Sexual pain is not your fault.

Submitted by Talli on Sat, 01/12/2013 - 22:08

 

As a sex therapist and  former physical therapist specializing in the area of sexual pain disorders  ( such as vuvlodynia and vaginismus) and as a couples therapist specializing in unconsummated marriages, I commonly come across women who feel guilt and responsibility for being unable to "provide" sex to their partners. 

Leah is a 32 year old mother of 2. She and her husband, Josh, came to see me after the birth of their second child. Leah reported loss of desire and painful intercourse. Leah had never really enjoyed intercourse but since this birth it had become painful. Leah had been to different therapists on her own, figuring this was "her issue".  She had tried creams and lubricants and dilators and pelvic floor exercises. Leah was feeling really guilty about not wanting to have sex and Josh was frustrated and angry. "She never lets me touch her anymore."

[Collected data]
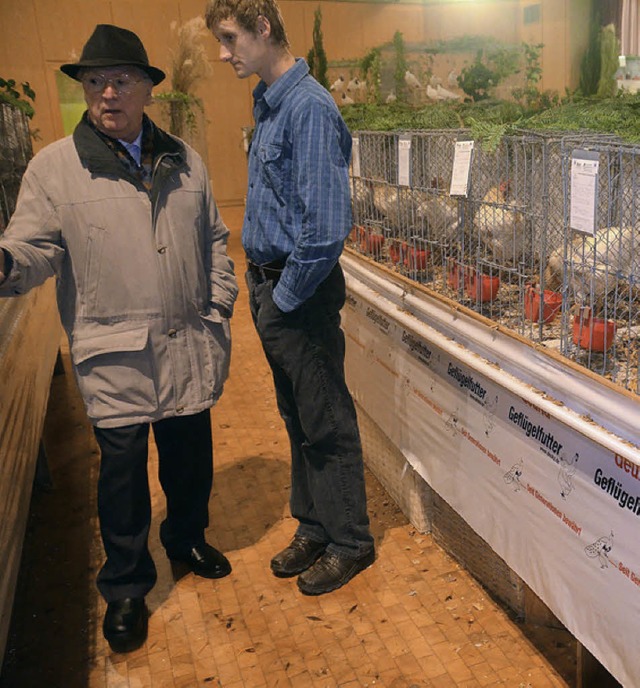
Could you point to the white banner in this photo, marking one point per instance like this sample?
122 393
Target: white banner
560 509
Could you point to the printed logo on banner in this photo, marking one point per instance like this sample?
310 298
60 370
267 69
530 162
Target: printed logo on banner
568 468
614 488
600 550
466 381
417 347
536 431
382 322
513 475
351 301
489 415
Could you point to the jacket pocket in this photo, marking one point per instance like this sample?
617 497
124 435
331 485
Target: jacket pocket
93 266
114 370
218 349
272 163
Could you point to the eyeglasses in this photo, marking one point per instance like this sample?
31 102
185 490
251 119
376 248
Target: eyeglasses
123 84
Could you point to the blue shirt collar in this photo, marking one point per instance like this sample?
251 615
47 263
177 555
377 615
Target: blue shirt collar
273 95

• _PARTS OF THE EXERCISE_:
A – Answer these questions using the passage on sexual pain:
(i) In what area does the writer specialize as a couples therapist?
(ii) At what point did Leah and Josh come to see the writer?
(iii) What had Leah tried before this visit?
B – Go on with the passage on sexual pain, starting after its final sentence.
The entries have nothing to do with what is asked here.

• _TASK-BY-TASK OUTPUTS_:
A –
(i) Unconsummated marriages.
(ii) After the birth of their second child.
(iii) Creams, lubricants, dilators and pelvic floor exercises.

B –
Since Leah did not ever really enjoy intercourse, I asked Leah what she did enjoy, sexually. Turns out that in the past, Leah had considered herself to be very sexual. Leah enjoyed cuddling, massages that could turn into something more, and long passionate kisses. When I asked Leah why they don't do that, Leah said "because it leads to intercourse."  When I turned to Josh, he seemed surprized. As it turned out, Josh was more than willing to be intimate with Leah in other ways without having to end in intercourse. Leah had been feeling so guilty about "denying" Josh, that she ignored how much she was denying herself. Once intercourse was off the table, Josh and Leah become a lot more intimate and passionate. They attempted intercourse again only after Leah really felt aroused and ready for it, and by then, she really began to enjoy herself.

Society perpetuates perceptions that sexual touch has to end in intercourse. Women deny their own needs for affection, a hug, or any touch, because they don't want to "tease" their partners or "start what they can't finish". Many women who have pain with intercourse can continue to enjoy physical intimacy in other ways, but often feel guilty about it. I often ask "Did you ask to have this? " or "Does having pain define who you are sexually?" Couples are able to see that sexual pain affects them both, and is not the fault or responsibility of the women who experiences pain. They can appreciate what they can experience as they take the therapeutic journey together.